-------- Exercise materials --------

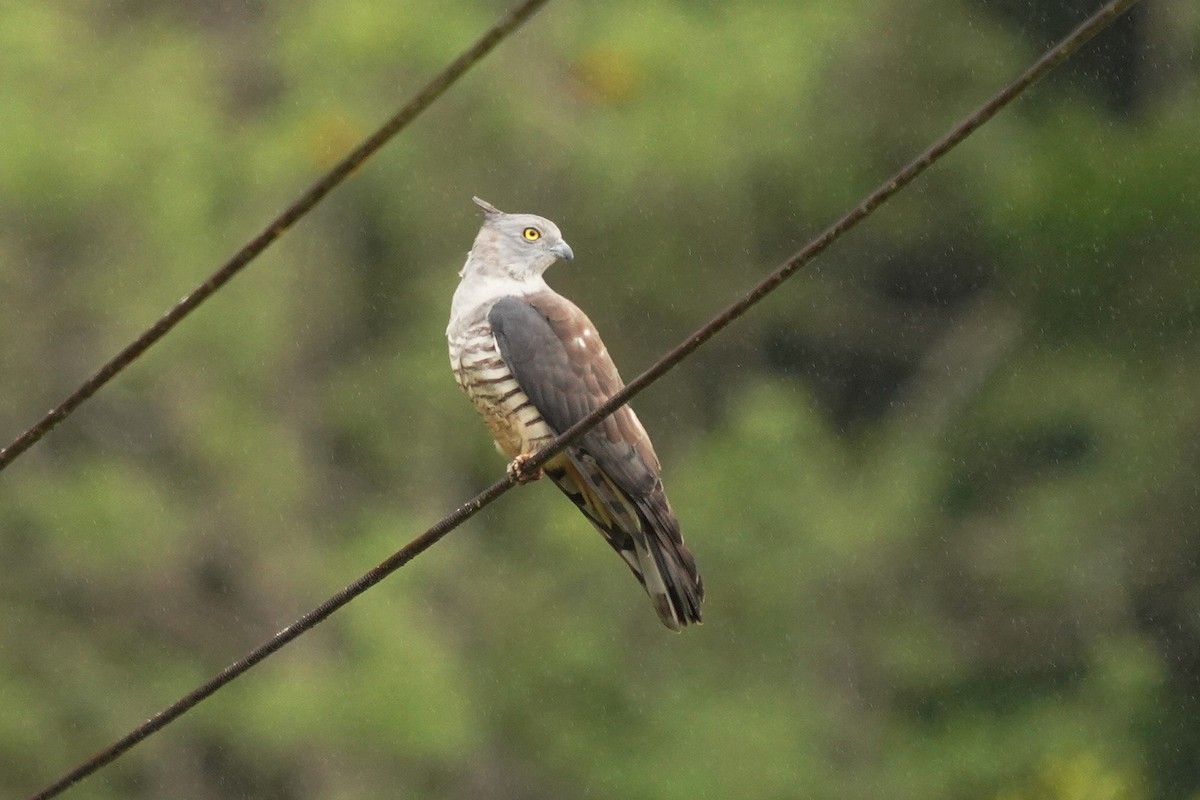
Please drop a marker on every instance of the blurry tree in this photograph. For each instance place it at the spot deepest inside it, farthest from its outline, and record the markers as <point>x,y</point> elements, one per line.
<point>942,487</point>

--------
-------- Exercise materials --------

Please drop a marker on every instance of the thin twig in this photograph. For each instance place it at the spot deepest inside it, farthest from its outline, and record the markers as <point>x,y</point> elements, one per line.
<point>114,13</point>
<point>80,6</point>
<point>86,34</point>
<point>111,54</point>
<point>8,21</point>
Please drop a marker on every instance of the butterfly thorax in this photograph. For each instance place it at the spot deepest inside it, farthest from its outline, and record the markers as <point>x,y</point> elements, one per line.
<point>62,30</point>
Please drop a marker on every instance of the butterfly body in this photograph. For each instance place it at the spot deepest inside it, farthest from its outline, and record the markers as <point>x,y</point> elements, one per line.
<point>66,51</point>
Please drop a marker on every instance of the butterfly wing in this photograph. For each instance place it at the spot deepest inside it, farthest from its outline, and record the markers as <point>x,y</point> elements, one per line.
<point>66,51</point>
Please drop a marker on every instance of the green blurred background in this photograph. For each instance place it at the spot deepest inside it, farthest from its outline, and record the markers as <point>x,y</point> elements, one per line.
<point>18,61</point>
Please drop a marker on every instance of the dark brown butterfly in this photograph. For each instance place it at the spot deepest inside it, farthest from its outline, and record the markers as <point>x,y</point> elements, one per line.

--------
-------- Exercise materials --------

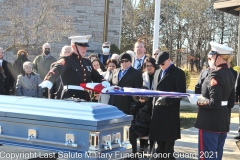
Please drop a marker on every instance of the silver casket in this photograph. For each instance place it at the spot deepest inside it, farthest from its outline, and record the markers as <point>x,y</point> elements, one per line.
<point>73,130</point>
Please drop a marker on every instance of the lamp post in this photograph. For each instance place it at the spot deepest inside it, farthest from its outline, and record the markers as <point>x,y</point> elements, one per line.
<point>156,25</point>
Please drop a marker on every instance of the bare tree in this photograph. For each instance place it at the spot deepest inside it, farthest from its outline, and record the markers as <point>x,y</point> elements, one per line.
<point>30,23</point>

--------

▸ Your objective
Repeat every line from the line with "Please drop a marker on every instance of the blurry" to the line with "<point>942,487</point>", requests included, and scale each point coordinate in the answers by 0.2, rounding to whole numbers with halves rounded up.

▸ Answer to this problem
Please drop a marker on every instance of the blurry tree in this photograph. For each instance place it at the spot deepest inside it, farthest from its outline, and record the markers as <point>x,y</point> elements, one per line.
<point>188,97</point>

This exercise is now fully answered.